**To be done:**
Please reproduce every line of the records below word for word.

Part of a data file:
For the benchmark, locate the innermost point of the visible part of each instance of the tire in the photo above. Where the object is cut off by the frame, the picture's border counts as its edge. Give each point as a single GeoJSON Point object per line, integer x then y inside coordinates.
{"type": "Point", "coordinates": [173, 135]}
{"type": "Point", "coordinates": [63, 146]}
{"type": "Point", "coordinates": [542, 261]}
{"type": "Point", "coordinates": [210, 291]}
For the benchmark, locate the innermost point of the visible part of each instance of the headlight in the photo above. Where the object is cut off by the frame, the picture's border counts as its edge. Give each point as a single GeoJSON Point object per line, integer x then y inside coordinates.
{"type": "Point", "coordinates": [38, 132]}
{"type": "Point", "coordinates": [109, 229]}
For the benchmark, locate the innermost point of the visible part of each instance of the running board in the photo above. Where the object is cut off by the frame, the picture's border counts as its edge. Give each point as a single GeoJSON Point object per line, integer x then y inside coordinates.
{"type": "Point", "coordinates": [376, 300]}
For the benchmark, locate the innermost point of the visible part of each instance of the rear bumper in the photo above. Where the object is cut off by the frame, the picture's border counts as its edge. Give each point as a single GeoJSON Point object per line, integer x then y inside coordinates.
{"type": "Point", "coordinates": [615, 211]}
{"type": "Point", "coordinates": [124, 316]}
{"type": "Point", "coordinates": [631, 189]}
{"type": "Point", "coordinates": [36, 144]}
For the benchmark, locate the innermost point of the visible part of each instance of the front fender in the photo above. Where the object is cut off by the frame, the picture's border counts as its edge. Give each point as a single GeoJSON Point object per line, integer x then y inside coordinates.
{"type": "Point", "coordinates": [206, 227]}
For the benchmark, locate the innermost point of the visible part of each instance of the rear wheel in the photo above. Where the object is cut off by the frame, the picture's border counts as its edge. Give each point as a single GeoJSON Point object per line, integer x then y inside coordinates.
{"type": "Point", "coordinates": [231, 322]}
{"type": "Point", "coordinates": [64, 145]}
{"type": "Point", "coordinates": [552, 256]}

**Solution to this problem:**
For the benchmark, locate the innermost point of the visible part of each instance of the tire in the photo above. Where the object is cut off by the frame, the picture's border counts as its edge. Give each point as a single GeoJSON Point object per line, integer x then y inside coordinates.
{"type": "Point", "coordinates": [173, 135]}
{"type": "Point", "coordinates": [63, 146]}
{"type": "Point", "coordinates": [542, 261]}
{"type": "Point", "coordinates": [210, 291]}
For the benchmark, locate the innermost point of the visible part of each instance of the headlight in the photo above. Where the object is cut off by the frame, the picture's border counts as its edge. Give each point as a single GeoJSON Point object per line, integer x then y inside coordinates.
{"type": "Point", "coordinates": [38, 132]}
{"type": "Point", "coordinates": [109, 229]}
For the benchmark, locate the innermost point of the visible part of each instance of the running board in the photo above. Where the object is cut off by the frame, the picture's border counts as its edge. Give each point as a single GeoJSON Point object per line, integer x then y inside coordinates.
{"type": "Point", "coordinates": [376, 300]}
For the benchmark, locate the innermost point of the visible part of each instance of the rear bumper in the photo above. Where the object is cut off by the frame, the picture's border counts as its edge. Give each point as a single GeoJSON Point object per line, integer x then y inside coordinates.
{"type": "Point", "coordinates": [615, 211]}
{"type": "Point", "coordinates": [124, 316]}
{"type": "Point", "coordinates": [631, 189]}
{"type": "Point", "coordinates": [36, 144]}
For the benchmark, locate the innermost point of the visible part of each instance of the front fender in the photo above. Where the object is cut off by the frame, the picture's border counts as its edge. Give each point as a single GeoJSON Point object per line, integer x then y inside coordinates.
{"type": "Point", "coordinates": [206, 227]}
For the benchmark, locate the innermost point of the visible part of each instance of the rear wheel in the photo above. Where the object is cut off by the frame, the picture's border counts as its edge. Give each point as a single GeoJSON Point object per line, integer x then y inside coordinates.
{"type": "Point", "coordinates": [231, 322]}
{"type": "Point", "coordinates": [64, 145]}
{"type": "Point", "coordinates": [552, 256]}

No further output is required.